Entries from a pointing dataset:
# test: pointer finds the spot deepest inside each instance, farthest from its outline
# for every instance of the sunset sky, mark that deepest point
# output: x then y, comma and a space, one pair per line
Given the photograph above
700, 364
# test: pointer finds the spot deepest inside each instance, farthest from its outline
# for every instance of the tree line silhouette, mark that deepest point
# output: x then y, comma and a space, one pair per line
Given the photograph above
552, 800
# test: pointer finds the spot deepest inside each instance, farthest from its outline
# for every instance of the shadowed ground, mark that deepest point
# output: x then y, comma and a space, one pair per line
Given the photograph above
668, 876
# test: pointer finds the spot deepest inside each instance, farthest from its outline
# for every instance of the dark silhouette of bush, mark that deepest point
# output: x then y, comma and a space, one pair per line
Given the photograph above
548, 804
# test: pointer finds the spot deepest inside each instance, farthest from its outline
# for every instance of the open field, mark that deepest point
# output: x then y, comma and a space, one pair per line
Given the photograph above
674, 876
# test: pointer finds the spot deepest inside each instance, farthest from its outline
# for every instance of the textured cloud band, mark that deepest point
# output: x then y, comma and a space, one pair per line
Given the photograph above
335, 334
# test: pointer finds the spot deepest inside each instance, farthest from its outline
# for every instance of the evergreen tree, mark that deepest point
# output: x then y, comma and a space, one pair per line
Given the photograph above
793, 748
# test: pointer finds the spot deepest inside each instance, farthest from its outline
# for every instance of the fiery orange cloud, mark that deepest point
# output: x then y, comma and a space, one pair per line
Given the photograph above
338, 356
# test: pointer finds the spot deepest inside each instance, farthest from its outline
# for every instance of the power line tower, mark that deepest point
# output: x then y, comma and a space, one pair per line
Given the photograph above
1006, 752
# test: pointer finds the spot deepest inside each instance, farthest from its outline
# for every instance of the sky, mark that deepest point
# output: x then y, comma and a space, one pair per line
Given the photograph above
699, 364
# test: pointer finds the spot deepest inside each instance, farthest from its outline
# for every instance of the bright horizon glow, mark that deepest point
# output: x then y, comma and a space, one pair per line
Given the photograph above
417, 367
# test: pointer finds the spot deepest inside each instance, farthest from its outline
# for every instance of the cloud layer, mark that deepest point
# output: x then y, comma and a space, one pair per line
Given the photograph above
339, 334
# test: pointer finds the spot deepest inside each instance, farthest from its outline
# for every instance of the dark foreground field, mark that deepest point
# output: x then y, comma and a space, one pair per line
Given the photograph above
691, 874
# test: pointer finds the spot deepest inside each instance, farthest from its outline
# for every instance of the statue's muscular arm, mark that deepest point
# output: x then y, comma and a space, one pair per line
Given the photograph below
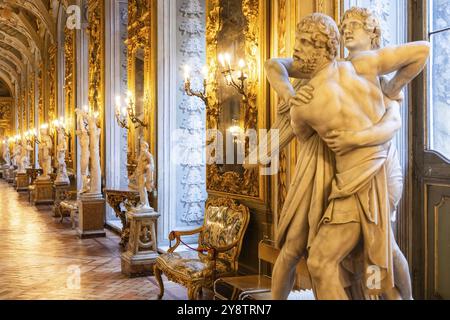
406, 60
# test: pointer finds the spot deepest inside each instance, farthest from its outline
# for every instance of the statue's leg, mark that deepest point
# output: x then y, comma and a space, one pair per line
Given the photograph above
158, 277
283, 275
332, 244
402, 278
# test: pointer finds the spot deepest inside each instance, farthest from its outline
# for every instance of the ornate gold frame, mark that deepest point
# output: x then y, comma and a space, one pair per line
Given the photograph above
142, 34
70, 92
96, 57
250, 186
51, 76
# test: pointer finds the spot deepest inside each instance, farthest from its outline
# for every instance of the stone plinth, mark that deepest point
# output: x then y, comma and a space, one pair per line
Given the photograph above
141, 253
11, 175
22, 182
60, 189
43, 192
91, 216
14, 178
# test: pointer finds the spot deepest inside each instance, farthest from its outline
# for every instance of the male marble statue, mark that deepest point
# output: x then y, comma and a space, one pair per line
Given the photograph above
94, 150
61, 149
83, 135
355, 102
45, 150
145, 175
24, 160
16, 153
6, 154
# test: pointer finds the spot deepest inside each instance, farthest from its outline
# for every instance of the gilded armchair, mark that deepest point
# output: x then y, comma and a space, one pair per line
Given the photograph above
219, 247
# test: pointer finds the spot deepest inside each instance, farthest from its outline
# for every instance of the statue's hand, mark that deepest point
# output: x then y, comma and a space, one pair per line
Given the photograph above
385, 88
304, 96
341, 142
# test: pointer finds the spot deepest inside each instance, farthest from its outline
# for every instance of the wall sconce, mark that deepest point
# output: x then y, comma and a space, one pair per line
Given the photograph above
235, 130
121, 114
131, 109
187, 84
61, 124
239, 85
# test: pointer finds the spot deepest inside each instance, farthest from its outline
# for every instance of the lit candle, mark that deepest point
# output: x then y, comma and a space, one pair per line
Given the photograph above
228, 60
205, 72
222, 60
241, 67
187, 71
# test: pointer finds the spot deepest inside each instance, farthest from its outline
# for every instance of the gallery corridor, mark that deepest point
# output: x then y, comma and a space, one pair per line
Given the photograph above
40, 258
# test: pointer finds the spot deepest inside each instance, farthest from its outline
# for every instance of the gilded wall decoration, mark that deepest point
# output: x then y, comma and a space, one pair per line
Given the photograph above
142, 71
191, 52
41, 94
70, 91
96, 58
96, 55
240, 183
51, 76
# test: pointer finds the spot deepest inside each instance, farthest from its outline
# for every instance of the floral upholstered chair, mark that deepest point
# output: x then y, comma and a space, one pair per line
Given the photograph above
219, 246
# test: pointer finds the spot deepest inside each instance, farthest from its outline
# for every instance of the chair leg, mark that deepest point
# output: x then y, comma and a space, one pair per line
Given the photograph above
193, 292
158, 277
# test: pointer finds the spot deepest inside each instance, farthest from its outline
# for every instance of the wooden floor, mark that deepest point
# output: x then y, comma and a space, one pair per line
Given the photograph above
41, 258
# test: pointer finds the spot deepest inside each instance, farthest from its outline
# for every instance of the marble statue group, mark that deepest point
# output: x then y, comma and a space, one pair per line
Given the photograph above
348, 180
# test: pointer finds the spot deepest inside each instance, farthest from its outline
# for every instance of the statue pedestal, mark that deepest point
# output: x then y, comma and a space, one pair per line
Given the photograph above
11, 175
141, 253
5, 172
43, 192
91, 216
14, 182
60, 189
22, 182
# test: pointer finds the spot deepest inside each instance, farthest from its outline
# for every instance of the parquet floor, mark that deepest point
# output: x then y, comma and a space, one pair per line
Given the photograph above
41, 258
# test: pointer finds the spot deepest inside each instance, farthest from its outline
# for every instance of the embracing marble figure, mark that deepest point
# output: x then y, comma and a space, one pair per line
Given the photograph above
45, 154
6, 155
24, 157
61, 149
145, 176
83, 135
339, 205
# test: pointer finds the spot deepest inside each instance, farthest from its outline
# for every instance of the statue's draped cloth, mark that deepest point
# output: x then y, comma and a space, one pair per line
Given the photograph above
317, 191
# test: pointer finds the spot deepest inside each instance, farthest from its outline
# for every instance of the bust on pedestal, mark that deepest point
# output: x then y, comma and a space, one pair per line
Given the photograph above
22, 180
141, 253
91, 203
43, 192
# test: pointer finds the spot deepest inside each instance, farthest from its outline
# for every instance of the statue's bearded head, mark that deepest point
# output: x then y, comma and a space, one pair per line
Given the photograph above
144, 146
360, 30
317, 42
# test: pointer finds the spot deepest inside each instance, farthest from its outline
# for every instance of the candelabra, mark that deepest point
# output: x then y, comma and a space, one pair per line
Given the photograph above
187, 85
239, 84
121, 114
130, 110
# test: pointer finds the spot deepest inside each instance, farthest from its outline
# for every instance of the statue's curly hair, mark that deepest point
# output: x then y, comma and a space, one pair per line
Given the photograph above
325, 32
370, 21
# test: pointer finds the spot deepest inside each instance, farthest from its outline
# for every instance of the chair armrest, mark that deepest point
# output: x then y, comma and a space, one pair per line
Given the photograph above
176, 235
226, 248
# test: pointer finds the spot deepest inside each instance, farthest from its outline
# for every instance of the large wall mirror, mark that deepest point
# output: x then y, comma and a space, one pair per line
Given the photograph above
235, 29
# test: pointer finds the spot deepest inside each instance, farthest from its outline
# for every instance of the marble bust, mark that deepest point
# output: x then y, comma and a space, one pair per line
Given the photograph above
329, 222
145, 175
45, 151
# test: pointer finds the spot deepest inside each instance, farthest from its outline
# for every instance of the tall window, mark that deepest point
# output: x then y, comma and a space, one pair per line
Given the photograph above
439, 77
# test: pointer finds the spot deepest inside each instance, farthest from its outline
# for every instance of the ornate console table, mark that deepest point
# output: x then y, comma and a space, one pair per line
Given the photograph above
117, 197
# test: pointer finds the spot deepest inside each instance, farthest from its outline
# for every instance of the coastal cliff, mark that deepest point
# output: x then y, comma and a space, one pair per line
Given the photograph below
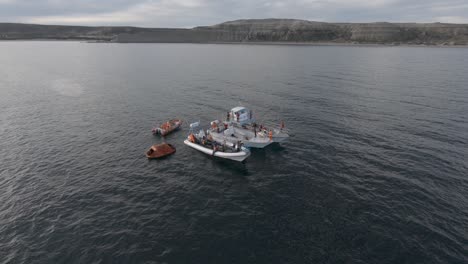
254, 31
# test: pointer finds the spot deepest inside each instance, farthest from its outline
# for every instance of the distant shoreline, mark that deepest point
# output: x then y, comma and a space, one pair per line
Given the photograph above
266, 43
256, 32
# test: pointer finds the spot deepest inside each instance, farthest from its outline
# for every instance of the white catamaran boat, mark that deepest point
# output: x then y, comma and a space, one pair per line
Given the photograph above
242, 119
207, 145
222, 132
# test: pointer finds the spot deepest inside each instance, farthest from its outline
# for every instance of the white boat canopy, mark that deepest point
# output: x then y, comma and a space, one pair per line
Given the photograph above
242, 115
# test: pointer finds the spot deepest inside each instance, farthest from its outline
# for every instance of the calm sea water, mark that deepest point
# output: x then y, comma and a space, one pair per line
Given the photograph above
375, 170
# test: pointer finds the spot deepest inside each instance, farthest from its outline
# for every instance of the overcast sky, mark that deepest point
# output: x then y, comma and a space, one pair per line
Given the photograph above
190, 13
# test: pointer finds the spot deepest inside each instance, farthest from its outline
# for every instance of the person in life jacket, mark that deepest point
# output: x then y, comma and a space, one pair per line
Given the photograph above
192, 138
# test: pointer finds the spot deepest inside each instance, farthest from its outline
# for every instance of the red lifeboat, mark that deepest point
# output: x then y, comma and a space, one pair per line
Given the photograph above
167, 127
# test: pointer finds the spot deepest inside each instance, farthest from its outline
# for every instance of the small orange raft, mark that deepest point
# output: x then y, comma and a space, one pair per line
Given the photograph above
160, 151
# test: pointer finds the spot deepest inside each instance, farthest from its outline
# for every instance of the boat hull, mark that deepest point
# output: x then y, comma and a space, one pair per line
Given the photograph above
248, 140
160, 151
175, 124
235, 156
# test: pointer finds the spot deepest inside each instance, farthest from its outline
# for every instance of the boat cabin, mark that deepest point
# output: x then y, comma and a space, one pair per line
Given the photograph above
241, 115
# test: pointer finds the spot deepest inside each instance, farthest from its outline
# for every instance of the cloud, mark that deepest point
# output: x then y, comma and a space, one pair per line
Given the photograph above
452, 19
189, 13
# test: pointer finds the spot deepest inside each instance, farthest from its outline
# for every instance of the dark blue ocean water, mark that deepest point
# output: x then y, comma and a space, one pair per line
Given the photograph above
375, 171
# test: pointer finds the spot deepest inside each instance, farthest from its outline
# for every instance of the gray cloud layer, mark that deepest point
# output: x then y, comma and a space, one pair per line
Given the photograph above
189, 13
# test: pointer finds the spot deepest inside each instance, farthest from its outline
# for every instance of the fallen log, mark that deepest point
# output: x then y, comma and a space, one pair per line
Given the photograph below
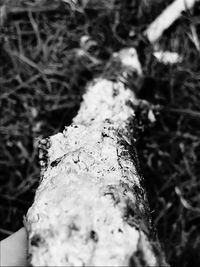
91, 207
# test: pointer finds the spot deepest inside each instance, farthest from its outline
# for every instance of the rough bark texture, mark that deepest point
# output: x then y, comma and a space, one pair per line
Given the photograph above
91, 208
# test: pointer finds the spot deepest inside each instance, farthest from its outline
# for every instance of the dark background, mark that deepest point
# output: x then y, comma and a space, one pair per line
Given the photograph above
41, 85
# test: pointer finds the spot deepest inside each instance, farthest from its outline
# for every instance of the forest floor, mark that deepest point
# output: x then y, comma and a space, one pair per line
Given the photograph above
43, 73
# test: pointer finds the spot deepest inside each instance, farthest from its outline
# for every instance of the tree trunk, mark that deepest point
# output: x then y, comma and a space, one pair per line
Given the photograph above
91, 207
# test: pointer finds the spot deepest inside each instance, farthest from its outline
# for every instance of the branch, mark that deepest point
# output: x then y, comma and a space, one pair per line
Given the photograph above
167, 18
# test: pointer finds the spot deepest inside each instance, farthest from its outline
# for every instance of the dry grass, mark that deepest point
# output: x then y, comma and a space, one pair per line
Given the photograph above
43, 77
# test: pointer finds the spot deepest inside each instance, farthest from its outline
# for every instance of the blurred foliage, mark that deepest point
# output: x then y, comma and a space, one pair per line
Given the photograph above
45, 66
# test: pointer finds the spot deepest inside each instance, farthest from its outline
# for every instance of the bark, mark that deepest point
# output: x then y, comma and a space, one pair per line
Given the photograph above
91, 207
167, 18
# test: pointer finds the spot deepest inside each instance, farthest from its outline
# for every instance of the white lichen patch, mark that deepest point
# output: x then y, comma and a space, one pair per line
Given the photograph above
90, 208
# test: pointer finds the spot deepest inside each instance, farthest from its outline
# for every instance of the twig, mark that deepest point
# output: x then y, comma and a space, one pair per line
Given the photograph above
167, 18
7, 232
188, 112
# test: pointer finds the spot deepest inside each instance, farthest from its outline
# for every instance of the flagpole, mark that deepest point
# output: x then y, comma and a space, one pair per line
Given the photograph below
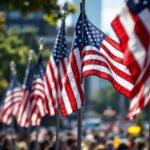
64, 13
31, 53
13, 73
79, 139
41, 47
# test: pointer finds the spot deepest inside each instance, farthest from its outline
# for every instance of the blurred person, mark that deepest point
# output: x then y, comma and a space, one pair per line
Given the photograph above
140, 143
109, 145
72, 143
7, 143
100, 147
22, 145
123, 146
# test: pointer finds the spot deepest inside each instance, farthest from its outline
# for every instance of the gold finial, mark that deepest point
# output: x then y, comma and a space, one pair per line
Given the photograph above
13, 67
65, 9
41, 44
31, 53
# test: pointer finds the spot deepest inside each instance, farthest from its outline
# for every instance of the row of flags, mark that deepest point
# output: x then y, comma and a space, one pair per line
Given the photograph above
125, 65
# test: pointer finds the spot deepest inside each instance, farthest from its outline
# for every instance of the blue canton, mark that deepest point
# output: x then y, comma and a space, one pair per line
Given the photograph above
136, 6
40, 69
60, 50
28, 76
92, 35
14, 83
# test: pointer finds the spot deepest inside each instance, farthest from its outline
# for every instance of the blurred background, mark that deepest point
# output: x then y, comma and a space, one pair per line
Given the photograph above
23, 23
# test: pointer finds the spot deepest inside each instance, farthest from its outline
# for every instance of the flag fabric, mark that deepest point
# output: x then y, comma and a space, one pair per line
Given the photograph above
132, 26
56, 70
99, 56
11, 101
37, 94
23, 113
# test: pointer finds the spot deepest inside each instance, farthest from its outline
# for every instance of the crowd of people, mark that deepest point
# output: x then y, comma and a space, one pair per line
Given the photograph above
110, 136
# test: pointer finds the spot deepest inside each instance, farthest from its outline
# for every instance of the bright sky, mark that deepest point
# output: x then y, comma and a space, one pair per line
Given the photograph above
109, 10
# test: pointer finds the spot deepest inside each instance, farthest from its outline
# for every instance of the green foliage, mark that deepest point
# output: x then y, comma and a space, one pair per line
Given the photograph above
11, 48
51, 9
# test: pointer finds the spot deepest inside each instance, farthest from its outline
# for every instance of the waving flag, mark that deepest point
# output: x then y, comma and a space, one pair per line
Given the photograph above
56, 70
100, 56
132, 26
11, 101
37, 94
25, 104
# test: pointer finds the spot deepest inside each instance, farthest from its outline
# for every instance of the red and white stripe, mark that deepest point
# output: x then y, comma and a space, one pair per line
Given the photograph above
134, 34
24, 109
11, 103
37, 98
72, 97
105, 62
53, 78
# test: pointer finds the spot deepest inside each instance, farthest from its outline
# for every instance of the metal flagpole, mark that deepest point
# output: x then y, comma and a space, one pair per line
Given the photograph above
82, 9
13, 73
65, 11
41, 47
31, 53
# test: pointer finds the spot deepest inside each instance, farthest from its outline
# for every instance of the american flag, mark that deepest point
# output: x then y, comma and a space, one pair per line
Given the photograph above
24, 106
37, 94
56, 70
11, 101
99, 56
132, 26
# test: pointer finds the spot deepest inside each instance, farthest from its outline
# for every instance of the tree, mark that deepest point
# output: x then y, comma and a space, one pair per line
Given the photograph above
50, 8
13, 46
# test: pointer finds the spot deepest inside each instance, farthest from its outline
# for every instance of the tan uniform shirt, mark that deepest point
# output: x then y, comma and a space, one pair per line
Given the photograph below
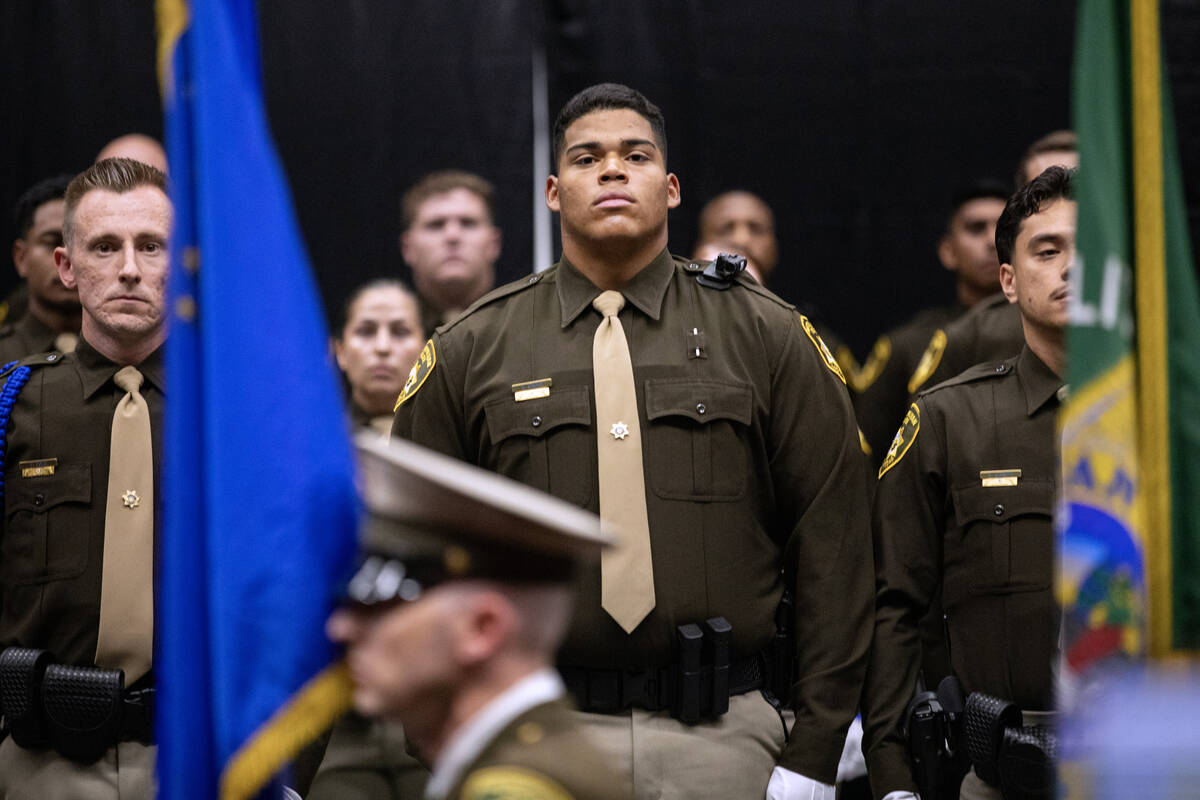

- EXERCISE REQUIREMENTS: Please pull out every line of the records above that contains the word "tree", and copy each one in full.

- OUTPUT BELOW:
# for every instance of the tree line silhouette, mark that deepest point
# for every instance of the evergreen tree, mark that deepest point
# for every instance of the tree trunk, mark that deepest point
# for every instance of the tree, mark that deepest point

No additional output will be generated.